Ed Hamrick’s VueScan is high-powered scanning software for a over 1,600 film and flatbed scanners from Minolta, Nikon, Canon, Hewlett-Packard, and others. Using the characteristics of over 200 kinds of film, it can automatically determine the optimal color balance for rapid “batch” scanning of an entire roll of film. Or you can crop and fine-tune the color balance, density, and histogram of individual images with advanced previewing and adjustment options. VueScan is particularly good at getting the best color out of negatives, overcoming a common weakness in scanner manufacturers’ software. I used VueScan to scan all the pictures on this Web site that I shot on film.
There are two “editions” of VueScan. The Standard edition costs $40 and includes free upgrades for one year. But it does not allow film scanning. (Hamrick imposed this unfortunate restriction on new purchases beginning in August 2014.) To scan film, you’ll need the Professional edition. It costs $80, adds support for advanced color management and calibration (ICC profiles, multiple color spaces, and IT8 color calibration), and includes unlimited upgrades. Both editions are actually the same software. The registration number you buy determines whether film scanning and color management are enabled (for the Professional edition), and whether a new upgrade is allowed (for the Standard edition).
For all its strengths, VueScan has one persistent weakness. Its many settings for color negative film characteristics do not include any films released after mid-2000. There are no settings for any current versions of Kodak Portra, Max, or Gold films; or for relatively recent recent films from Kodak (High Definition 200 and 400, Ultra Color 100UC and 400UC), Fuji (NPH, four-layer Superia X-Tra and Press), or Agfa (Vista and Optima).
Hamrick designed VueScan to use profiles created from film data that Kodak provided for Photo CD work stations. At the time (1999) it probably made sense to rely on Kodak’s professional-caliber analysis of film characteristics. It was reasonable to assume that Kodak would keep the work stations updated as new films came out. Unfortunately, Hamrick couldn’t foresee that, along with digital mini-labs, the very desktop scanners his software was enhancing would soon make the expensive proprietary Photo CD irrelevant. Kodak released the final film data update in May 2000, just before they discontinued the work stations. As Hamrick apparently never of found a replacement for Photo CD film data, VueScan includes no profiles for films released since then.
Hamrick therefore suggests either using the “Generic Color Negative” setting, or else experimenting with the provided profiles to find one that works better. You can also make your own profile for a currently-available film using an IT8 color target card. A reader who wrote to me about an earlier version of this review said he’s had excellent results with profiles he created for various negative films. It’s a simple matter of photographing an IT8 target card in midday sun, and then scanning the negative according to Hamrick’s instructions (that page also includes a link to a vendor of IT8 targets). After saving the profile, you need merely select it as the Film ICC Profile in the “Color” tab before scanning negatives on that film.

DATA:

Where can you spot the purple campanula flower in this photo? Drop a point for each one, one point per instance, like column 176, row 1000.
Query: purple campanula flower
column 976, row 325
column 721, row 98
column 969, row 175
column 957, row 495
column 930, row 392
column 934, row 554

TASK INSTRUCTIONS:
- 1) Please list every scanner manufacturer that the VueScan review names.
- 2) Decide whether each statement agrees with the VueScan review, answering yes or no and quoting the deciding words: (a) The Standard edition allows film scanning. (b) Kodak released its final film data update in May 2000. (c) The Professional edition costs $60.

TASK-BY-TASK ANSWERS:
- 1) Minolta, Nikon, Canon, Hewlett-Packard

- 2)
(a) No: "But it does not allow film scanning."
(b) Yes: "Kodak released the final film data update in May 2000"
(c) No: "It costs $80"